====== Input
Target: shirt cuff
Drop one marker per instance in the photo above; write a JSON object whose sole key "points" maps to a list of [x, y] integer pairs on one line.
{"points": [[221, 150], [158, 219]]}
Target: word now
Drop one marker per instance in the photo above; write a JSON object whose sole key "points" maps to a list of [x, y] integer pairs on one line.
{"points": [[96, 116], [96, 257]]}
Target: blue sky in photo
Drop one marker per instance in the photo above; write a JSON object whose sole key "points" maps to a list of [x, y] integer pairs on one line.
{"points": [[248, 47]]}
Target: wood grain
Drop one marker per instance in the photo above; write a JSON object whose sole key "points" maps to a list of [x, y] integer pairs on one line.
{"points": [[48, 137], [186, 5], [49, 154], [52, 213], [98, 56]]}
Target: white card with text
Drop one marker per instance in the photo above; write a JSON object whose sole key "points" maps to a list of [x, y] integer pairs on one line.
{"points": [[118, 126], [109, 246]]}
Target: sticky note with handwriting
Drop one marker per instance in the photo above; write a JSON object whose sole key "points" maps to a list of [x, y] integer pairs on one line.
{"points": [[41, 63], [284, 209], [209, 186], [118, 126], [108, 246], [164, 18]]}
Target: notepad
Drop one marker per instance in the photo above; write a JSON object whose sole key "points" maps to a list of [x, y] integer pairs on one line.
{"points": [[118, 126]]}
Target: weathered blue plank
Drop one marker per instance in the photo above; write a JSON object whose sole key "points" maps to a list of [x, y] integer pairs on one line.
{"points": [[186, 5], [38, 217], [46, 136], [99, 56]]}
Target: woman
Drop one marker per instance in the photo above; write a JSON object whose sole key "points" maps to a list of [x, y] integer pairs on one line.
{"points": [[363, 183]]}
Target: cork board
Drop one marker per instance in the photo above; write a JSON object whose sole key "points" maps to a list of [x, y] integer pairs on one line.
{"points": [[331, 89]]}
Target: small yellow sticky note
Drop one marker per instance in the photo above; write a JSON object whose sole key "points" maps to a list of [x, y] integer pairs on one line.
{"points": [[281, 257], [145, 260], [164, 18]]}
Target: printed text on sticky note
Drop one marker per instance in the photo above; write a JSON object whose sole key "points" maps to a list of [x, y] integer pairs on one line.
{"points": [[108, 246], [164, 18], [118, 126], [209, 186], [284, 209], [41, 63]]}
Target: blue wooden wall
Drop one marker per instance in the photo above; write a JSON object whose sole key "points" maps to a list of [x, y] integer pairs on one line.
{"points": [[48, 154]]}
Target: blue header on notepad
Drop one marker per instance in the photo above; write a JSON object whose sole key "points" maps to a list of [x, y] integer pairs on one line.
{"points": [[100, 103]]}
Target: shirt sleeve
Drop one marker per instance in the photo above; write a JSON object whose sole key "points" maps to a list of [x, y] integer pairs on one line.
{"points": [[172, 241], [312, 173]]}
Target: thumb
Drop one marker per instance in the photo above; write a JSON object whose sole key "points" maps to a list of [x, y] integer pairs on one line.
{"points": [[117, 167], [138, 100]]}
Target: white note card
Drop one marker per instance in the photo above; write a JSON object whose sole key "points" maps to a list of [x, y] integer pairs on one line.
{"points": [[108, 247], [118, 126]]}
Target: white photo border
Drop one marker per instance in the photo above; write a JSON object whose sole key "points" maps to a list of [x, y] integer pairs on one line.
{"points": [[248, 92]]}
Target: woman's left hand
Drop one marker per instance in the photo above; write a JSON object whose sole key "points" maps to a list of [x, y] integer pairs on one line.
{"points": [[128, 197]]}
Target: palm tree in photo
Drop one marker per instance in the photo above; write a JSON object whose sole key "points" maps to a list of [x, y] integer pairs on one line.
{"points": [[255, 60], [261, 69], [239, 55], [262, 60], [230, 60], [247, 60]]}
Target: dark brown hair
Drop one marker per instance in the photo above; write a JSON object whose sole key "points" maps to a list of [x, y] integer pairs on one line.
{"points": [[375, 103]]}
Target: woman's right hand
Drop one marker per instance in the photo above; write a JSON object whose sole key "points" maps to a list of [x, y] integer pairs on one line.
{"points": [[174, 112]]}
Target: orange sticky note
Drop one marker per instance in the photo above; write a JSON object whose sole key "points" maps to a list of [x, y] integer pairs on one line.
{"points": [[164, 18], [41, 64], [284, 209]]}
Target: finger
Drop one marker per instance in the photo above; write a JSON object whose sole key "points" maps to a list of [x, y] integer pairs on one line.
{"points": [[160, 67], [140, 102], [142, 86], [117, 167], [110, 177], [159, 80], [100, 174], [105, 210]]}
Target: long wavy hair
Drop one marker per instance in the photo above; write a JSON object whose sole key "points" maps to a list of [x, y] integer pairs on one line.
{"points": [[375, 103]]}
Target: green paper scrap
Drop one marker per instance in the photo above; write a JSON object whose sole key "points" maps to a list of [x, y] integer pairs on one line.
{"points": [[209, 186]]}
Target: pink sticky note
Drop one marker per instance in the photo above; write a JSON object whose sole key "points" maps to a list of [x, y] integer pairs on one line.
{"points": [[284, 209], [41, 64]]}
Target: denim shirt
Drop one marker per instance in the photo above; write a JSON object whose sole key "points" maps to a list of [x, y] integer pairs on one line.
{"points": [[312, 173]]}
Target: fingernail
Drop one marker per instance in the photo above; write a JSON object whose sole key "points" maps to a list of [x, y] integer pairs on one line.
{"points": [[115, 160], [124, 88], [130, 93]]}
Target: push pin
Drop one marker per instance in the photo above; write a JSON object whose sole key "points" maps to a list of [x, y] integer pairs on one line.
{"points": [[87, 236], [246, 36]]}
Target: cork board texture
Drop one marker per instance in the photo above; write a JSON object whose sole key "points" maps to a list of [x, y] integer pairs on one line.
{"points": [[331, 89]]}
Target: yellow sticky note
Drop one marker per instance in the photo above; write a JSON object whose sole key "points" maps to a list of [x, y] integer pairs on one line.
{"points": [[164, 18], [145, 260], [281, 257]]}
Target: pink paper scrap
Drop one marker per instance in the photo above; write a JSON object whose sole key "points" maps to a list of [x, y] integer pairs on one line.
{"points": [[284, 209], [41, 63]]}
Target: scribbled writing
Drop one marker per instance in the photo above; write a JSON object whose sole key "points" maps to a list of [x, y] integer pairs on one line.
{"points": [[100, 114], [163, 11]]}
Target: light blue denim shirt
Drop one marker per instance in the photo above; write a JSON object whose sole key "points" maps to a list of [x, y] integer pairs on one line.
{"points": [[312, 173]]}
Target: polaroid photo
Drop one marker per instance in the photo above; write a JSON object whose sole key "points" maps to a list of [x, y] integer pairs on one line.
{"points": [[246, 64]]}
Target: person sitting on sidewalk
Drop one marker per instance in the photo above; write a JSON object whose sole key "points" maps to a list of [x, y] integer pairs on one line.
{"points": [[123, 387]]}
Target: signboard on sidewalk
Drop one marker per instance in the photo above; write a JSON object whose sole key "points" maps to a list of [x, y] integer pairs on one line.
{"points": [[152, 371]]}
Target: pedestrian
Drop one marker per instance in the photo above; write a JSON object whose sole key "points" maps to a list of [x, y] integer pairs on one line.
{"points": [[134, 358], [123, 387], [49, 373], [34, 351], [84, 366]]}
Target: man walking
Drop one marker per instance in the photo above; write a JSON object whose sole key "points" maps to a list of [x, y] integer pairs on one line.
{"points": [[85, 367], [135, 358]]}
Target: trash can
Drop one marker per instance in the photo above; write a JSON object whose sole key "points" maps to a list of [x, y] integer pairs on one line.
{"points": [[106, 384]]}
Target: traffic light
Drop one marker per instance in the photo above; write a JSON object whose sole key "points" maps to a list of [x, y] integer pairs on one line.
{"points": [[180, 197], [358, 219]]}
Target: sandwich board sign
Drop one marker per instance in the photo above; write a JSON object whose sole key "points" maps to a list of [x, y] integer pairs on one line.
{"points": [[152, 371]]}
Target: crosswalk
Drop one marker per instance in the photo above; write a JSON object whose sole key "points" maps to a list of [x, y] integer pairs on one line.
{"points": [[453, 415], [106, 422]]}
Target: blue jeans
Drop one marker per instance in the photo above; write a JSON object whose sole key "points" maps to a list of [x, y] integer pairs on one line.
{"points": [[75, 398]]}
============
◆ **Exercise brief**
Only the lines from the one containing "Target: printed text on sticky note" through the one containing "Target: blue wooden wall" are to be retyped, both boundary lines included, with no other material.

◆ **Written solution**
Target: printed text on sticky note
Drop one marker per instance in the photo above; write a JSON object whose sole key "points" maps to a list of [x, y] integer pairs on one line.
{"points": [[108, 246], [164, 18], [118, 126], [209, 186], [284, 209], [41, 63]]}
Target: blue wooden wall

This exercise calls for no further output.